PROMPT - Your answer must be every line of the data below that holds the string "restaurant", copied exactly.

WORKING DATA -
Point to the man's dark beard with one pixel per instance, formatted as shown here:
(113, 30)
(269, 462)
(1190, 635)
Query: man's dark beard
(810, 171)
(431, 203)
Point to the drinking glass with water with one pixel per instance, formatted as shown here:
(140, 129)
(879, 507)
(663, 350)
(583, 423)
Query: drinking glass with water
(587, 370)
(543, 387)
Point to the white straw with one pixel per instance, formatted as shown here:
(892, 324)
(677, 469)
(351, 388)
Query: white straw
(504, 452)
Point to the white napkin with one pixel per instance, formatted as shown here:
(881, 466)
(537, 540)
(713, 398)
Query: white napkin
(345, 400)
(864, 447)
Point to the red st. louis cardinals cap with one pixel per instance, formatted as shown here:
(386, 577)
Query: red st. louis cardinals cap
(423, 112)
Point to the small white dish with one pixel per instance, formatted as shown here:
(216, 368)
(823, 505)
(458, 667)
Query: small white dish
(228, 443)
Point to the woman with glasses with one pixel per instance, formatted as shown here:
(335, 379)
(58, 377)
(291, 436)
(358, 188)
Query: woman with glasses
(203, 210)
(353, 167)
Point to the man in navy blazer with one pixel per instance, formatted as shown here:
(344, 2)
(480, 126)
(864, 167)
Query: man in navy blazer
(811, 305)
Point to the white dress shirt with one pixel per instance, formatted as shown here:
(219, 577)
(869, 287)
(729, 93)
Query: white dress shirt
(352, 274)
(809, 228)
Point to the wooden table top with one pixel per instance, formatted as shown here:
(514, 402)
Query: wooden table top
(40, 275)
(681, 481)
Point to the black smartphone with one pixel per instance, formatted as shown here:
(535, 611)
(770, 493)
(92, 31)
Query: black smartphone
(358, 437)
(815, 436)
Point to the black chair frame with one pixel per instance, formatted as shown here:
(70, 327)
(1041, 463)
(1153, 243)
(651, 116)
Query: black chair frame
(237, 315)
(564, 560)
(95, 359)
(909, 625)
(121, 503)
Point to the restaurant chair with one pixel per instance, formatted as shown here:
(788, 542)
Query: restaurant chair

PROBLEM SOLUTION -
Point to the restaurant chair with one pixel per instance, formatted as shown here:
Query: restaurant chair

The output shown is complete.